[Opening Dataset records section]
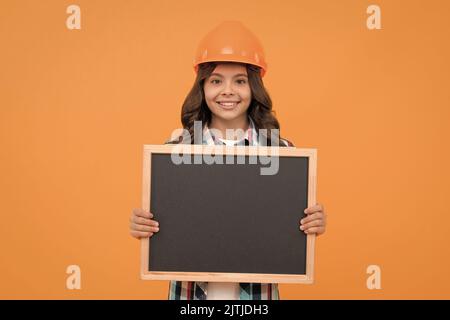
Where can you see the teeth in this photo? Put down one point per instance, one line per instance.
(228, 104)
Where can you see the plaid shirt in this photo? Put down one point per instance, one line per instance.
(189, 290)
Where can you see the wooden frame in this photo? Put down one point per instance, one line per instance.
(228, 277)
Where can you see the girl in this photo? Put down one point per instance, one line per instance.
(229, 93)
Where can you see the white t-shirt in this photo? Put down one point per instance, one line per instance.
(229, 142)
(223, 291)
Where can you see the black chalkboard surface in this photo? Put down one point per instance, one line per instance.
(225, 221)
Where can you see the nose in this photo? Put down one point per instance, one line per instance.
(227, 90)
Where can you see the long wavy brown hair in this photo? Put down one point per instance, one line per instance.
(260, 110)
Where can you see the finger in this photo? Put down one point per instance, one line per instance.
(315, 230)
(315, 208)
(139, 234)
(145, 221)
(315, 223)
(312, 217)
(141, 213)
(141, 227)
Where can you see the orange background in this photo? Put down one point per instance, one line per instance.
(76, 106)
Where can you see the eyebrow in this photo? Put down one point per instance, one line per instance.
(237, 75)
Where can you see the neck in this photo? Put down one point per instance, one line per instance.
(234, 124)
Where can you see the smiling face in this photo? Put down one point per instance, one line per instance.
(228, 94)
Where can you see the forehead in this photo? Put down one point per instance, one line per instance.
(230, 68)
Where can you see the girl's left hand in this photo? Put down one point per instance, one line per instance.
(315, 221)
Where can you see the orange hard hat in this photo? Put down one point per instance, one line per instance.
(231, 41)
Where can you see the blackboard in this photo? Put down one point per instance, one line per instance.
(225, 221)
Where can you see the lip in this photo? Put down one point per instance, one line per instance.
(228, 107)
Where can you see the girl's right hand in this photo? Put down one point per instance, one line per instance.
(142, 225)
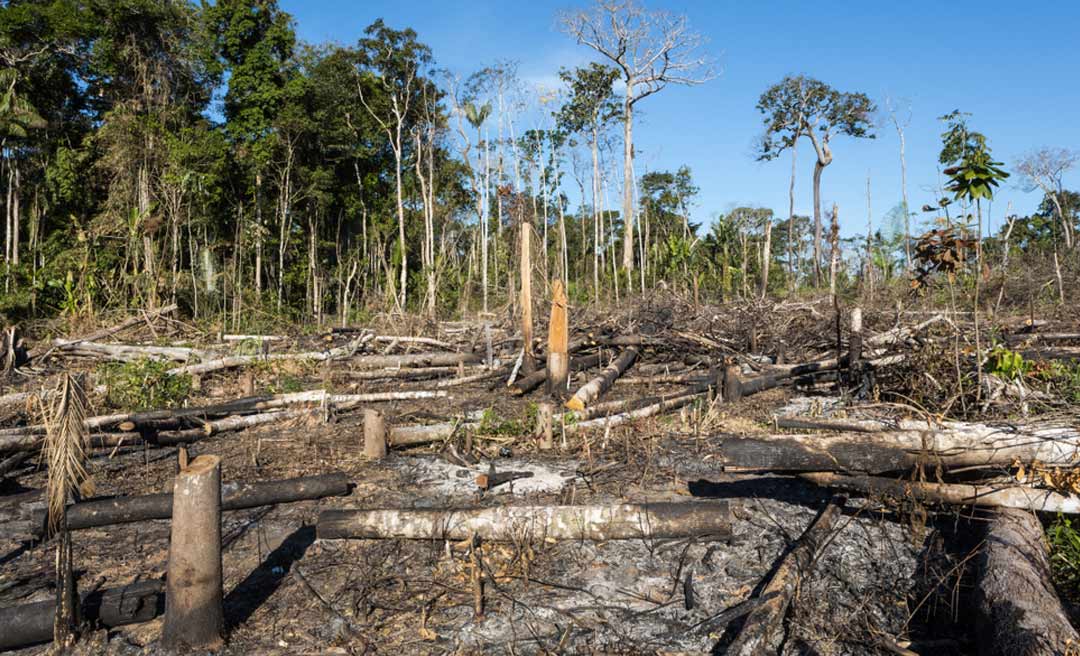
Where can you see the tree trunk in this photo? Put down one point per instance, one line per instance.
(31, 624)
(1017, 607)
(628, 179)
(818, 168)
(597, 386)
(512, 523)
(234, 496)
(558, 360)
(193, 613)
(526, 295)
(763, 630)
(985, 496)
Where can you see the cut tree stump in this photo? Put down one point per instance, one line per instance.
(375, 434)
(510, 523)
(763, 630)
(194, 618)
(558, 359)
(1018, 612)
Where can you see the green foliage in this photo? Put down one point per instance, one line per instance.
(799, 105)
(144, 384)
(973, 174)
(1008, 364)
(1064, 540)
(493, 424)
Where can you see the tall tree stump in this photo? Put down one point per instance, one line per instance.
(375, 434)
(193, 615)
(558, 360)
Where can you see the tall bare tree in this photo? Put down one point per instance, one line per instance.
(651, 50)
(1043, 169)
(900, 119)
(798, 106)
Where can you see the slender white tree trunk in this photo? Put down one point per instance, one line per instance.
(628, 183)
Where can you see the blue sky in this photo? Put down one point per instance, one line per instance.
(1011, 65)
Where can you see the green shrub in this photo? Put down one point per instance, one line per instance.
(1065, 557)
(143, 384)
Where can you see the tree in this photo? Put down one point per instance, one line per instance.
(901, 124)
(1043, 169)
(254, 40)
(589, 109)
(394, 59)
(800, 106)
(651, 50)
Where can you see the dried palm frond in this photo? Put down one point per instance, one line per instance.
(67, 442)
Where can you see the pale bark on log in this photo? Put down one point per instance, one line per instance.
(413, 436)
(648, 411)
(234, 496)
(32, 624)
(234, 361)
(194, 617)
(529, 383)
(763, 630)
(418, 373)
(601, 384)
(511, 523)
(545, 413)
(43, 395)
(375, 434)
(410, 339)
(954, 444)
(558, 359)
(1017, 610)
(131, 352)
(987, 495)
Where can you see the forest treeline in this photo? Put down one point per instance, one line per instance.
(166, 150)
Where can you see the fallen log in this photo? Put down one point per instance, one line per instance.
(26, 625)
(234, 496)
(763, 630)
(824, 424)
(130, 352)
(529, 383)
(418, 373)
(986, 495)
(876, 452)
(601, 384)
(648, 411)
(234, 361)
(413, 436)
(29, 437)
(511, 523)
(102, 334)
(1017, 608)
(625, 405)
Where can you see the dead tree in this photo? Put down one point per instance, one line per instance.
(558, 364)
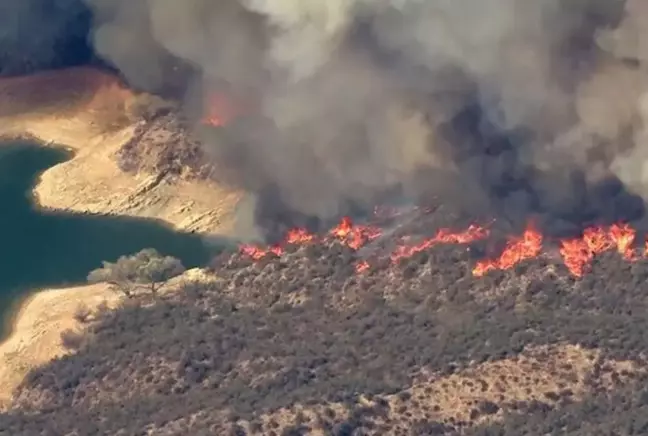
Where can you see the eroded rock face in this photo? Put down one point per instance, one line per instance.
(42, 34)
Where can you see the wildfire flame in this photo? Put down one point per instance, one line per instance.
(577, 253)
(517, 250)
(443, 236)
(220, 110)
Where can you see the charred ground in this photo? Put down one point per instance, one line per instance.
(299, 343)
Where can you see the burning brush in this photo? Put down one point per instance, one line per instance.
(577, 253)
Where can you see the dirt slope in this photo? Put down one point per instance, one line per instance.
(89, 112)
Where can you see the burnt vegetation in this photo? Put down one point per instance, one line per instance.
[Closing Dataset records section]
## Prompt
Reproduce all the records verbatim, excluding images.

## Problem solution
Where can you see the teeth in this photo? Put down one point per instance, one line per instance.
(228, 104)
Where can you see the plaid shirt in this photo? Put down one point per instance, one line per instance.
(189, 290)
Where can you see the wooden frame in this photo? Put down one point per instance, one line per instance.
(228, 277)
Where can you see the girl in this photo? Put down one point per instance, one line per instance.
(229, 93)
Where can you see the white t-shirt in this photo? Put down one point per instance, one line per instance.
(229, 142)
(223, 291)
Where can you see the black chalkboard surface in this photo? Put down one point per instance, one line per instance.
(225, 221)
Where can you see the nose in this photo? Put down one point per instance, one line per instance.
(227, 90)
Where can you see the long wavy brown hair in this photo? Put down one point per instance, one line per instance.
(260, 110)
Where can you see the finger in this photo? Put down one point per instance, one line per instance.
(315, 230)
(315, 208)
(139, 234)
(145, 221)
(315, 223)
(312, 217)
(141, 213)
(141, 227)
Where can you see the orange background in this photo? Put down one point per instance, one line per instance.
(76, 106)
Where can you see the eyebrow in this photo? Put down one point per instance, one line per instance.
(237, 75)
Where can you see the neck in this photo? Put down one point per instance, one line per instance.
(234, 124)
Where can you see the smiling face in this photo? Put down one point per instance, one line per instance.
(228, 94)
Where can you see the forehead in this photo? Put down one point per instance, one line per instance.
(230, 68)
Where can you see the girl's left hand in this photo? Put down one point per instance, one line per instance.
(315, 221)
Where can you see the orange hard hat in this photo? Put down one point per instance, one line per instance.
(231, 41)
Where can you see the blackboard in this photo? Put down one point per instance, one line per instance.
(225, 221)
Where can you see the lip in this photo? Put down one point per instance, one line per instance.
(228, 107)
Where can you see the girl's right hand in this photo? Put down one point per instance, one line per instance.
(142, 225)
Where can you see the tree trunk in this photo? Put down one point per instance, one line per instance.
(31, 624)
(1017, 607)
(628, 179)
(818, 168)
(597, 386)
(512, 523)
(234, 496)
(558, 360)
(193, 613)
(526, 295)
(763, 630)
(985, 496)
Where can you see the cut tree stump in this photo? Put down one point per instance, one line per instance.
(375, 434)
(510, 523)
(763, 630)
(194, 618)
(558, 359)
(1018, 612)
Where can you see the green foliage in this photo? Put down one point per instance, one line per instance.
(799, 105)
(144, 384)
(973, 174)
(1008, 364)
(1064, 540)
(493, 424)
Where can you see the tall tree stump in this photo? Put down one point per instance, one line per instance.
(375, 434)
(193, 615)
(558, 360)
Where can you see the tall bare tree in this photo? Put down one point per instance, one line per instance.
(651, 50)
(1043, 169)
(900, 119)
(798, 106)
Where can you see the slender white tree trunk in this photo? Put down one point per instance, one line per instance.
(628, 183)
Where can you see the blue sky in this photo? Put down one point per instance, one line per instance.
(1011, 65)
Where can you see the green shrub in this photo? Put down one point per instance, one line per instance.
(1065, 557)
(143, 384)
Where can you see the tree in this photo? Put down one point per instance, one line per instance.
(901, 124)
(1043, 169)
(254, 40)
(589, 109)
(394, 59)
(800, 106)
(651, 50)
Where can you see the dried palm frond in this photo? Put down one point per instance, one line per instance.
(67, 442)
Where can you see the pale bark on log in this photo? Put down one point per instance, one line per instance.
(413, 436)
(648, 411)
(234, 496)
(32, 624)
(234, 361)
(194, 617)
(529, 383)
(763, 630)
(418, 373)
(601, 384)
(511, 523)
(545, 413)
(43, 395)
(375, 434)
(410, 339)
(954, 444)
(558, 359)
(1017, 610)
(131, 352)
(987, 495)
Where can you see the forest treeline in this photo? Put down one point per instance, one line per instance.
(166, 150)
Where can you see the fallen log in this photo? Put down one point per instance, one line per instance.
(26, 625)
(234, 496)
(763, 630)
(824, 424)
(130, 352)
(529, 383)
(418, 373)
(986, 495)
(876, 452)
(601, 384)
(648, 411)
(234, 361)
(413, 436)
(29, 437)
(511, 523)
(102, 334)
(1017, 608)
(625, 405)
Where can you see the dead tree in this photo? Put down one point per instance, one line per instance.
(558, 364)
Where can you see the eroded rock face in this photo? Put down one point per instance, one line per instance.
(42, 34)
Where can you see the wildfire flame in this photo? Put down one point per instance, one line per instance.
(577, 253)
(517, 250)
(443, 236)
(220, 110)
Where can you see the charred ground in this photo? Put down one point per instance, one line per instance.
(299, 343)
Where can you see the burning brush in this photo? Put down one point per instance, one line per instance.
(577, 253)
Where can you see the dirt slope in this photo? Put down one point per instance, one line per instance.
(89, 112)
Where can you see the burnt vegetation in this photo? Put down one point per instance, one line per instance.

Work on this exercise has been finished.